SELECTED EXCERPT →
-*-*-

The ionizing radiation is a double-edged sword that has brought damage as well as benefits to human beings since the x-ray was discovered by Roentgen in 1895. The radiation therapy can kill primary tumors but may lead to the risks of secondary cancers several years after treatments.^[1] The heavy ions of galactic cosmic rays may cause health risks to flight attendants and astronauts.^[2,3] The cohort study for workers in nuclear industry illustrated the evidence of health risks, such as leukemia, lung cancers, cardio-cerebrovascular diseases and other non-cancer diseases.^[4,5] The current system of radiation protection is based on the publications of International Commission on Radiological Protection (ICRP),^[6] and the No. 60 publication is adopted in GB18871-2002, which is the basic standards of China for protections against ionizing radiation and for safety of radiation sources.^[7,8] By reviewing available data relevant to cancer risks of the workers and the public from exposures to low levels of irradiation, ICRP concluded that the evidence supports the assumption of linear-no-threshold (LNT), where the cancer risk of irradiation is linearly dependent on the low dose without thresholds.^[9] According to the LNT risk model, even the smallest doses have abilities to initiate cancer risks to humans.

-*-*-

SUPPLIED MATERIAL →
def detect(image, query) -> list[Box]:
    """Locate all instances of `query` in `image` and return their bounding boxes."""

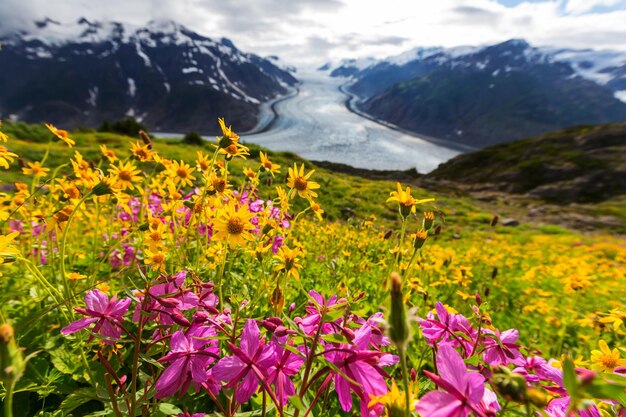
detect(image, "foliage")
[0,120,626,417]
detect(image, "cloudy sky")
[0,0,626,65]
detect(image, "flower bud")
[413,229,428,249]
[526,388,552,408]
[489,366,526,403]
[389,272,411,349]
[422,211,435,230]
[169,310,191,327]
[91,180,113,196]
[270,285,285,312]
[156,297,178,308]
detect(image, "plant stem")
[398,346,411,417]
[4,382,13,417]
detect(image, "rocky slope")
[424,123,626,204]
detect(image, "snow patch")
[128,78,137,97]
[87,87,98,107]
[613,90,626,103]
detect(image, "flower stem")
[398,346,411,417]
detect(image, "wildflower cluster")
[0,119,626,417]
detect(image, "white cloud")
[0,0,626,65]
[565,0,626,13]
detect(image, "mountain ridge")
[329,39,626,147]
[0,18,297,132]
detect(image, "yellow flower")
[207,172,230,195]
[100,145,117,162]
[274,246,302,279]
[196,151,211,172]
[0,120,9,142]
[22,161,50,177]
[259,152,280,177]
[287,163,320,199]
[109,162,141,190]
[71,151,98,187]
[276,185,290,213]
[0,232,19,265]
[168,161,196,187]
[591,340,626,372]
[143,248,167,272]
[387,183,435,217]
[214,204,255,249]
[309,200,324,220]
[144,223,165,250]
[45,123,76,148]
[368,381,418,417]
[217,117,239,142]
[600,308,626,331]
[48,205,74,230]
[214,118,248,159]
[130,141,155,162]
[0,146,17,169]
[67,272,87,281]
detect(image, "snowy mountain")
[331,39,626,147]
[0,18,297,132]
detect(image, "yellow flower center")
[600,355,617,369]
[293,177,309,191]
[226,217,245,235]
[213,178,226,193]
[0,323,13,343]
[176,167,189,179]
[133,148,149,161]
[117,169,133,181]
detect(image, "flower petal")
[235,372,259,404]
[61,317,99,334]
[155,357,187,398]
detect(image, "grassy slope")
[0,122,626,354]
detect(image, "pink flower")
[212,320,275,404]
[324,327,390,416]
[294,290,345,336]
[155,326,220,398]
[61,290,131,345]
[483,329,526,366]
[267,338,304,405]
[415,345,485,417]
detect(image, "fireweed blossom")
[483,329,526,366]
[419,302,477,353]
[212,320,276,404]
[294,290,346,336]
[267,337,304,405]
[324,327,398,416]
[415,344,492,417]
[155,326,220,398]
[61,290,131,345]
[133,270,199,325]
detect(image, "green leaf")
[159,403,183,416]
[61,388,98,414]
[289,395,306,413]
[563,357,578,399]
[322,333,350,344]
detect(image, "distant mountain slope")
[331,40,626,147]
[425,123,626,203]
[0,19,297,132]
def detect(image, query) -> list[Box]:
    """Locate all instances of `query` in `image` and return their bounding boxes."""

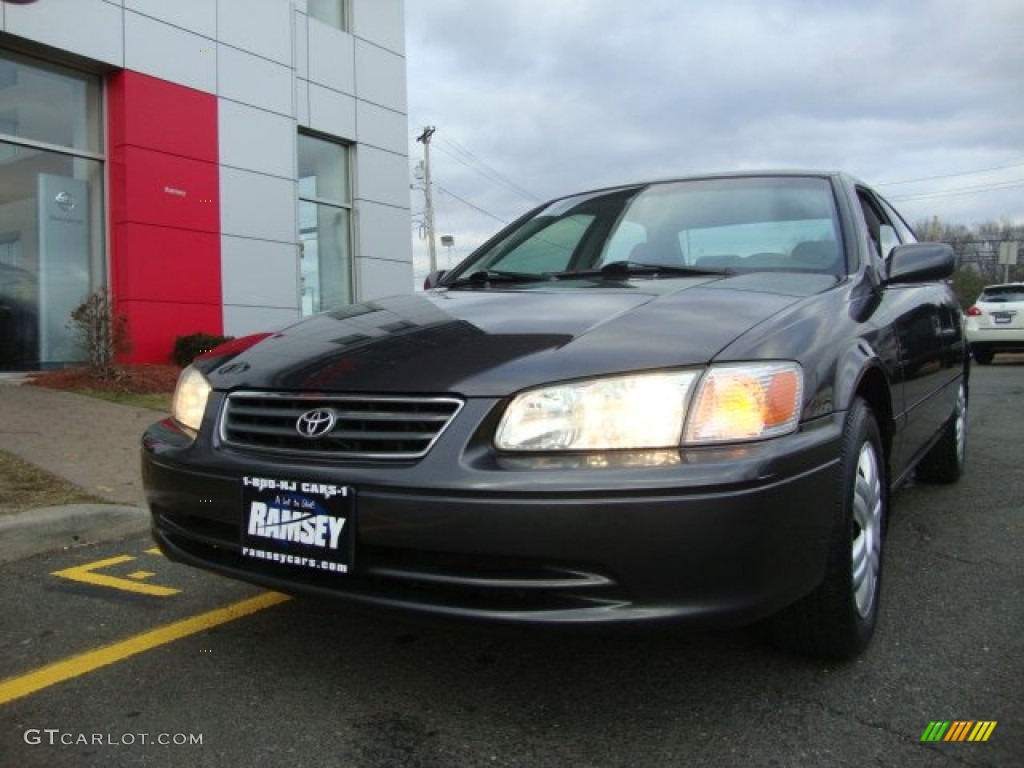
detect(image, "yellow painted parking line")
[51,555,181,597]
[0,592,291,705]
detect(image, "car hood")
[204,273,836,396]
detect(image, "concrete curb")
[0,504,150,563]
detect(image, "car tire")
[770,397,889,659]
[918,381,967,482]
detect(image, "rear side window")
[978,285,1024,303]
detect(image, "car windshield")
[445,176,845,283]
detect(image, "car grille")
[220,392,463,460]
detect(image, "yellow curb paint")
[0,592,291,705]
[50,555,181,597]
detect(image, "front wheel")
[771,397,889,658]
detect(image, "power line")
[434,182,509,224]
[892,180,1024,202]
[437,136,541,203]
[874,163,1024,186]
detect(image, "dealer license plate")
[242,476,355,573]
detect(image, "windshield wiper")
[441,269,551,288]
[549,261,731,280]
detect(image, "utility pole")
[416,126,437,272]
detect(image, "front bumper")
[142,403,842,626]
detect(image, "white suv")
[967,283,1024,366]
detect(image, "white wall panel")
[217,45,294,116]
[125,11,217,93]
[309,18,355,94]
[124,0,217,38]
[294,11,309,80]
[355,144,409,208]
[352,0,405,54]
[358,259,413,301]
[355,40,407,112]
[356,200,412,261]
[217,98,296,179]
[217,0,292,67]
[308,83,355,141]
[355,101,409,155]
[220,237,299,309]
[295,80,309,128]
[3,0,124,67]
[220,166,298,243]
[223,304,299,336]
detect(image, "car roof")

-*-*-

USING THE INFORMATION →
- A) In the passage on ionizing radiation, which ICRP publication is adopted in GB18871-2002?
- B) Carry on the passage on ionizing radiation from its last sentence.
The entries are separate material and have nothing to do with the passage on ionizing radiation.

ANSWERS TO THE EXERCISE →
- A) The No. 60 publication.

- B)
The research on health risks associated with low levels of radiation exposures has several challenges. The first is that epidemiological investigations on low-level exposures require a large population and long-time follow-up visits.^[2–5] The traditional low-dose studies are based on the estimations from high-dose cohorts of bomb survivors or nuclear accident survivors.^[10–12] The extrapolation from cancer risks of high doses to low doses requires two assumptions.^[9] One is the linear-no-threshold risk model. Another is that the risk units are individual targeted cells without effects from multi-cellular tissue levels. The second challenge is that the stochastic characterization of radiation interaction becomes substantial at low-dose levels, and the uncertainties are nontrivial for radiation effects on individual cells.^[13,14] When the radiation ray interacts with a medium, it deposits energy in the path with discrete events. The spatial and magnitude distributions of energy deposition are non-uniform, and the track structures of energy deposition influence biological effects of irradiation. The third challenge is the tissue cell responses to radiation exposures, where non-targeted cells may be affected by targeted neighbors (bystander effects),^[15] and the dose-effect may differ by time and by space.^[9] Therefore, the investigations on dose-effects of low-level irradiation require contributions from different fields including biology, chemistry, physics, mathematics and computer science.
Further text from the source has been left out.